◆ Prompt: Please reproduce every record, keeping each one exactly as written.
------ Data supplied ------
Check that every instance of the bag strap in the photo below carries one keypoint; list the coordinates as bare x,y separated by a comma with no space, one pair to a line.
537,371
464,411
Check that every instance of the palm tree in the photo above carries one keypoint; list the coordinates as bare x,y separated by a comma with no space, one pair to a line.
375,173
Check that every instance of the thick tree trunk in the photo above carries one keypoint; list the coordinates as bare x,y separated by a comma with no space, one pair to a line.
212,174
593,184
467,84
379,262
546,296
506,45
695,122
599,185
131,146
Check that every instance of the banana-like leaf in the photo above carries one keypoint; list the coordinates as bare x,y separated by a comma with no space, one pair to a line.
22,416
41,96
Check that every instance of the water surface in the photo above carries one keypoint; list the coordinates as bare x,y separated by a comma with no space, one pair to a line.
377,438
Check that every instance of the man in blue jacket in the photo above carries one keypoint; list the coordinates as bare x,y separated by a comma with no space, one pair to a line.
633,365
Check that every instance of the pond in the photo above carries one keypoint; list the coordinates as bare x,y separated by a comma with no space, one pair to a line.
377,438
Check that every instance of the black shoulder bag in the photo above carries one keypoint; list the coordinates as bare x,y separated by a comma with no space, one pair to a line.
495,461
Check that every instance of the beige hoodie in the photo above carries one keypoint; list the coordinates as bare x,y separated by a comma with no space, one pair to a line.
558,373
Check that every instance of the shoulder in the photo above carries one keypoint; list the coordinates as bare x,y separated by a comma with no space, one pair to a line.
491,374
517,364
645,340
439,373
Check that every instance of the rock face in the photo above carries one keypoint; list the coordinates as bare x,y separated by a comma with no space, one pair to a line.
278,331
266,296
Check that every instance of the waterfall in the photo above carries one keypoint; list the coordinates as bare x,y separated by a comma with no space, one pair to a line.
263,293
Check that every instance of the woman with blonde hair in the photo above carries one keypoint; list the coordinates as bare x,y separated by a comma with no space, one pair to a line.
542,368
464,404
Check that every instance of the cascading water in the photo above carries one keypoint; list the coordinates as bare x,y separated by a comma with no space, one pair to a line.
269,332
------
◆ Answer to this task:
Check that every instance of the bag strap in the photo below carries one keypoint; list the coordinates as bare x,y separated by a comma with no space, one pair to a line.
537,371
464,411
Check that every instance of the palm tree in the photo above carries one keypoint; list the coordinates as bare x,y separated by a comma with no space, one pair to a line.
375,173
Check that every instance of the thick tree trunk in the photo above carries one keypoint; list the coordinates as bare x,y separated by a comma with no space, one pair to a line.
212,174
593,184
467,84
379,262
546,296
506,45
695,122
599,185
131,146
Check that every instance of the banana-like leaf in the photo above carries one keypoint; list the coordinates as bare x,y separated by a comma with no space, one pair to a line.
22,416
41,96
Check that every instance of the water surface in the photo above carries one keypoint; list the coordinates as bare x,y separated by a comma with no space, one pair to a line.
377,438
Check that every instance of the man in blue jacket in the photo above carries one keypoint; list the coordinates as bare x,y separated by a comma with no space, one pair to a line.
633,365
Check that every instance of the pond in the photo above carries one keypoint; list the coordinates as bare x,y separated by a comma with no space, one pair to a line.
377,438
Check that every instance of the black shoulder bag in the photo above carries one keypoint; list the coordinates as bare x,y separated by a comma with no space, one pair to a line.
495,461
Check that every instance of the beige hoodie in the photo above carries one keypoint; list the coordinates as bare x,y separated by a comma with no space, one pair to a line.
558,373
Check that every instance of the shoulder in the photo above carries one keypoint; list the coordinates as bare x,y separated by a comma with no space, one pair to a line.
491,374
517,364
645,340
439,373
Check that every instance of the rock face in the photo above carries one keypoint; list the coordinates as bare x,y separated by a comma with no space, one pair to a line.
278,331
266,296
Check that every instance of the waterfall in the photo above carries one keypoint; list the coordinates as bare x,y separated by a comma with no space, one pair to a line.
263,293
Check that every instance of the woman with blonde hair in the photo above carries one keypoint; list the coordinates as bare x,y separated by a comma with no space, one pair to a line.
542,368
464,404
Check that every instance of the cascading water in the photo above carries one keypoint; list the coordinates as bare x,y separated by a comma with no space, one pair to a line.
269,332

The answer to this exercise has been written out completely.